-------- Data rows --------

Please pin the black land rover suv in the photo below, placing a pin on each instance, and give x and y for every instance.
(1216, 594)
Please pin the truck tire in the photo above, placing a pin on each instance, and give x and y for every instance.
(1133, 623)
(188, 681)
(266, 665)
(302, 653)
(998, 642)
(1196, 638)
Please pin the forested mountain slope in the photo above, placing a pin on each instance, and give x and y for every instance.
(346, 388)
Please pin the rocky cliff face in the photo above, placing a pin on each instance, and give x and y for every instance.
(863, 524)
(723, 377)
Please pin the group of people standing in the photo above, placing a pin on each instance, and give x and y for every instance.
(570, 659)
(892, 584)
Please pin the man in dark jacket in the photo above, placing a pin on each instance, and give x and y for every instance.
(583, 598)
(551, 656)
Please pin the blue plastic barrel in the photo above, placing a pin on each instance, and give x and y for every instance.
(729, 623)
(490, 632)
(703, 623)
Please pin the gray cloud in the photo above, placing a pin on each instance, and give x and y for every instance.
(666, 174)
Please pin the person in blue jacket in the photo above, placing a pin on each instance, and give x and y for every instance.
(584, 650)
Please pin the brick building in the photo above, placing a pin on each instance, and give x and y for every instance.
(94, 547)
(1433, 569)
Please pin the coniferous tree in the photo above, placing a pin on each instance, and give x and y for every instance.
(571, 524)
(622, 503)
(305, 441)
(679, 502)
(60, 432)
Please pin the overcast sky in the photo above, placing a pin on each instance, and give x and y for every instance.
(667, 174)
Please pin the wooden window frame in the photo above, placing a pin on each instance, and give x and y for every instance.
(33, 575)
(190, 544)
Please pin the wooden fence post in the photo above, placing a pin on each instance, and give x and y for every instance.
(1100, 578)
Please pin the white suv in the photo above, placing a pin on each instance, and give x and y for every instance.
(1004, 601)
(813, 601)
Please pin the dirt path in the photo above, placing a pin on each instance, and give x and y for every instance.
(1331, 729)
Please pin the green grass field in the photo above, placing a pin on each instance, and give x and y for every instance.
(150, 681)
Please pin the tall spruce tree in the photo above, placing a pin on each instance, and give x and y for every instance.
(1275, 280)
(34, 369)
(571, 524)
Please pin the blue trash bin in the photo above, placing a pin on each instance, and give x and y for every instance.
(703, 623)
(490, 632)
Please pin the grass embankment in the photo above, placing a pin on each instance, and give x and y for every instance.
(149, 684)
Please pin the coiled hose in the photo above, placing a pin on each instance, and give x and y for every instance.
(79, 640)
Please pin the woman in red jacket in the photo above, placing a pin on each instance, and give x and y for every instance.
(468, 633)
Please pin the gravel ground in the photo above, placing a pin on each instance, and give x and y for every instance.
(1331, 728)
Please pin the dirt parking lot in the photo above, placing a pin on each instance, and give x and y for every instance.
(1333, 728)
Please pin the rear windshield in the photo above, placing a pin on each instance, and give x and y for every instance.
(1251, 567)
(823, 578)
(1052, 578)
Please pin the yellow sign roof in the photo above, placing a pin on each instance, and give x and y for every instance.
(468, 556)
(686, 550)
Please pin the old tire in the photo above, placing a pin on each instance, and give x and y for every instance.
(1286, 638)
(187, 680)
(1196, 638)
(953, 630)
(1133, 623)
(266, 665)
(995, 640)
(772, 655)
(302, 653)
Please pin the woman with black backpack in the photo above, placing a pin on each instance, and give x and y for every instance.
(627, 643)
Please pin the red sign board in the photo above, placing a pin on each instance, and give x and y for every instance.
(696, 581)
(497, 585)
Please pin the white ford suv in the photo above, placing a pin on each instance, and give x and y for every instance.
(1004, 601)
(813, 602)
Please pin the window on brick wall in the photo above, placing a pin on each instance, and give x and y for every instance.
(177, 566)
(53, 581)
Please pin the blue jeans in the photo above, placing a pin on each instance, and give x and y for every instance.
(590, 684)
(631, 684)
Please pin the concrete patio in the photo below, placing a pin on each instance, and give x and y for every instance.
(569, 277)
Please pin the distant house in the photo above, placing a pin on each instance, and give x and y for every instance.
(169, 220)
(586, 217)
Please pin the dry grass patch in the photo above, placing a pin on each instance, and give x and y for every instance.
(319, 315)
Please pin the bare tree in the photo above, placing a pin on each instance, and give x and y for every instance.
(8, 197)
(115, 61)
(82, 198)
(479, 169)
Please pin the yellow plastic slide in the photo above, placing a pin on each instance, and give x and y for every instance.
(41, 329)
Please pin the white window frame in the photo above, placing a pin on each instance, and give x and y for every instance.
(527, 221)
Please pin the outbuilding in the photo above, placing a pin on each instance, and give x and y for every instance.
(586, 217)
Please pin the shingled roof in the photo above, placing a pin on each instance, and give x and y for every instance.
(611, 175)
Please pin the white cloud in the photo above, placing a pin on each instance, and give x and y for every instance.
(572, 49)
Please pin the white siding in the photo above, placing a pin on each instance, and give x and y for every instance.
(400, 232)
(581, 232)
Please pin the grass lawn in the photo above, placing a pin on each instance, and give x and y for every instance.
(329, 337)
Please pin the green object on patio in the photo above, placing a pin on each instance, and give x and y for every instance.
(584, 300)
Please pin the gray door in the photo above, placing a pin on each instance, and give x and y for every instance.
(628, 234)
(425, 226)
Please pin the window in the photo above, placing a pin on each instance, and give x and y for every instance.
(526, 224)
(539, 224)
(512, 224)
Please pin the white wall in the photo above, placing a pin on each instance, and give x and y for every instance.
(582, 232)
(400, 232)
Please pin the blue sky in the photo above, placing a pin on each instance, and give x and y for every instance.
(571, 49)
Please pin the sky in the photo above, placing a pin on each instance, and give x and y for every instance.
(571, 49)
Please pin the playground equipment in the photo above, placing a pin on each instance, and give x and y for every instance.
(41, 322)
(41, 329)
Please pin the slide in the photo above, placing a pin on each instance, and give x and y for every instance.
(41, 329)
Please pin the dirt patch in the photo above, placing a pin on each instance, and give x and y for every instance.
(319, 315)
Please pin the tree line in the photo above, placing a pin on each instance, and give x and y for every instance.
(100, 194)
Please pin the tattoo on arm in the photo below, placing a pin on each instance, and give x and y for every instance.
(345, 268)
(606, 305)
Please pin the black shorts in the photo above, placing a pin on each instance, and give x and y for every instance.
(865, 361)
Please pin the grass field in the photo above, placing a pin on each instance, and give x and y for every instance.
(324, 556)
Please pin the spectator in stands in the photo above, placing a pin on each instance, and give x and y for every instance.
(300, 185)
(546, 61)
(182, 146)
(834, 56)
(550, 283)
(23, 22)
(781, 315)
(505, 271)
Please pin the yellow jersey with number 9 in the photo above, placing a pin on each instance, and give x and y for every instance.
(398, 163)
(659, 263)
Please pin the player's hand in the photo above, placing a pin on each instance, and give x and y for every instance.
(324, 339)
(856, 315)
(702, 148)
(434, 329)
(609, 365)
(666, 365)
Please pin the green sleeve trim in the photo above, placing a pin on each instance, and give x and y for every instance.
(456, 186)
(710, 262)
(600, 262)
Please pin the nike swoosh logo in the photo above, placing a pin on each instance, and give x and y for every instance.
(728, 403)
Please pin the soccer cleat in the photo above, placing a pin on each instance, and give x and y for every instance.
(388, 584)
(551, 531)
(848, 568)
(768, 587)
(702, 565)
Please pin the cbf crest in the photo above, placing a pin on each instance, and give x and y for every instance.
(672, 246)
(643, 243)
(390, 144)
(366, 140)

--------

Reproduce every row above word for word, from the first line to the last.

◆ Reply
Please pin the black land rover suv in the photo below, placing a pin on each instance, and give x and y for every instance.
(1216, 594)
Please pin the truck tire in the photo above, placing a pin on each instance, and give x and y for every instance.
(1133, 623)
(188, 681)
(266, 665)
(302, 653)
(998, 642)
(1196, 638)
Please pin the forested mountain slope in the photo above, placing a pin on each instance, and give x and y for every instance.
(346, 388)
Please pin the rocky cliff face in the photo above, placing a pin on each instance, and give x and y for every instance.
(863, 524)
(723, 377)
Please pin the group of people standing in the photo above, placing a pin on each instance, and give x and y for every instance.
(570, 659)
(892, 584)
Please pin the man in dark jacket in the photo above, placing a pin on each instance, and give x and y for every instance.
(583, 598)
(551, 656)
Please pin the blue plastic barrel in the photo above, placing a pin on each instance, and give x and y for every instance.
(729, 623)
(490, 632)
(703, 623)
Please pin the gray cloud in the photo above, placing a pin on each instance, and give x and y for every instance.
(666, 174)
Please pin the person in blue jacket in the photo above, placing a pin on each instance, and give x and y for every instance.
(584, 650)
Please pin the brick building in the photo above, placing a pin on each instance, and give x and y for every instance.
(94, 547)
(1433, 569)
Please pin the coniferous tree in the photo above, placing a pin on each instance, and give x and y for every instance.
(571, 524)
(622, 503)
(305, 441)
(679, 502)
(60, 432)
Please pin the overcast sky in the photo above, placing a pin on each instance, and give x and y for every instance.
(667, 174)
Please pin the wooden window frame in the photo above, placing a pin on each instance, and give x and y for every instance.
(33, 575)
(190, 544)
Please pin the wooden fence post in the photo above, placing a pin on each instance, and give x and y for every instance.
(1100, 578)
Please pin the white suv in the photo above, placing a pin on each instance, and give x and y for every instance.
(1004, 601)
(813, 601)
Please pin the dirt path in the photo above, placing a pin on each instance, and give x and y for every instance.
(1331, 729)
Please pin the green grass field in the photo above, placing a pin on each instance, and give x and y for every instance.
(150, 681)
Please pin the tall spruce tree in the photo above, placing a pin on each instance, and give x and y for every instance.
(1275, 280)
(34, 369)
(571, 524)
Please pin the blue trash bin in the photo above, placing a pin on each instance, and give x and y for every instance.
(703, 623)
(490, 632)
Please pin the grass embankment in the photo above, placing a pin on each instance, and give x and y for every instance.
(149, 684)
Please pin the coiled hose in the photo above, placing a pin on each instance, and give x and y for every instance.
(79, 640)
Please pin the woman in red jacket in the photo above, placing a pin on each instance, and give x and y for every instance.
(468, 633)
Please pin the gravel ground in the photo above, placing a pin on each instance, and give x and y for every instance.
(1331, 728)
Please pin the dirt parking lot in the photo above, placing a pin on each instance, and give x and y for every instance.
(1333, 728)
Please pin the rear windshield in the photo above, placing a pin on each instance, and give x and y for every instance.
(1251, 567)
(823, 578)
(1052, 578)
Please pin the yellow sign roof in the photo above, placing a pin on each instance, and give x and y for every instance.
(468, 556)
(686, 550)
Please pin the old tire in the photo above, placing a pin on each instance, and give x and y for every instance.
(1286, 638)
(187, 680)
(1196, 638)
(953, 630)
(1133, 623)
(266, 665)
(995, 640)
(772, 655)
(302, 653)
Please pin the woman with black backpack in the photo above, placing a pin on each instance, and give x and y for every instance.
(627, 643)
Please pin the red sign board in the photo above, placing a pin on each instance, and give x and y for every instance.
(696, 581)
(497, 585)
Please pin the white ford suv in the photo above, placing a pin on each instance, and give x and y for every instance.
(1004, 601)
(813, 602)
Please pin the window on brick wall in the photo above, placing a pin on each instance, and give x and y for every instance.
(177, 566)
(53, 581)
Please pin the blue jeans in the photo above, placing a pin on each instance, and give x and y for every instance.
(590, 684)
(631, 684)
Please pin the concrete patio in the photo below, placing a pin on each instance, and give x and y for every instance.
(569, 277)
Please pin the distant house in the photo above, placing a pin on each instance, and give x and y for every instance.
(169, 220)
(586, 217)
Please pin the dry grass patch in the photo above, placing a pin on each instance, and give x and y for every instance.
(319, 315)
Please pin the bare tree in the photo above, placing a pin on each instance, and give x and y for every instance.
(8, 197)
(115, 61)
(82, 198)
(479, 169)
Please pin the yellow plastic slide in the photo above, placing a pin on each instance, and give x and y for every instance.
(41, 329)
Please pin the white window frame in the photo above, placing a pin on each instance, and give x and y for every instance.
(527, 221)
Please pin the outbuilding in the photo above, placing a pin on each instance, and give x and y for every instance.
(586, 217)
Please pin the shingled roof in the photo above, placing a pin on each instance, and give x and y for every instance.
(611, 175)
Please pin the white cloud in the photo above, placing a pin on each instance, and give x and y for every instance.
(572, 49)
Please pin the white siding in the photo above, placing a pin on each instance, and give x and y for every instance.
(400, 232)
(581, 232)
Please pin the grass lawn in the photo above, placing a pin on each instance, and give x and y for every instance.
(329, 337)
Please pin the green object on patio in the photo above, placing a pin on each instance, and give x and y for every instance.
(584, 300)
Please pin the gray door in the photo above, placing a pin on each instance, and give x and y for every instance.
(628, 234)
(425, 226)
Please pin the window in the photo above, placing a pin on each instance, and give x and y for every instance.
(526, 224)
(539, 224)
(512, 224)
Please pin the white wall in the photo above, placing a pin on each instance, and give x and y for every instance.
(582, 232)
(400, 232)
Please pin the blue sky in the photo above, placing a pin on each instance, and give x and y for every instance.
(571, 49)
Please pin the sky in the photo above, placing a pin on each instance, and give x and y for every instance.
(571, 49)
Please pin the playground equipment in the photo above, placing a pin on each instance, and give x and y for every instance.
(41, 322)
(41, 329)
Please pin the slide in the photo above, placing a pin on each instance, and give x and y for every instance.
(41, 329)
Please pin the dirt patch in the photo above, placing a pin on each instance, and give x and y for every instance.
(319, 315)
Please pin the tree line in the photo above, placing a pin on each instance, and give x and y for every instance.
(100, 194)
Please pin the tattoo on arm in the photo below, placing a pin on each instance, and give x and y for every instance.
(345, 268)
(606, 305)
Please pin the black shorts in the photo above, placing a pin on each instance, and give x and y for every instance.
(865, 361)
Please pin the grass field in the photo above, placing a pin on each instance, and give x and y for every instance.
(324, 556)
Please pin the spectator in stands in the photo above, placing a pin on each instance, and give x and y for every instance.
(300, 185)
(546, 61)
(182, 146)
(834, 56)
(550, 283)
(23, 22)
(781, 315)
(505, 271)
Please pin the yellow jersey with number 9 in the photo above, placing a pin on each instance, and give x and y for every instance.
(398, 163)
(659, 263)
Please pin the player's hand in the photo above, placing a pin on each instance, and give x and y for every instance.
(324, 339)
(856, 315)
(702, 148)
(434, 329)
(609, 365)
(666, 365)
Please pin the green sleeve trim in the photo above, placing a pin on each instance, and give x and y for every instance.
(456, 186)
(710, 262)
(600, 262)
Please pin the nike swoosh logo in the photo above, placing a pin on each instance, and give x and y for every instance.
(728, 403)
Please pin the soccer cleat in the photo above, placing a pin on each instance, and give x and y for every instance.
(388, 584)
(551, 531)
(848, 568)
(768, 587)
(702, 565)
Please pin the cbf crest in the photo above, placing a pin on each instance, and give x and y for every instance.
(672, 246)
(643, 243)
(390, 144)
(366, 140)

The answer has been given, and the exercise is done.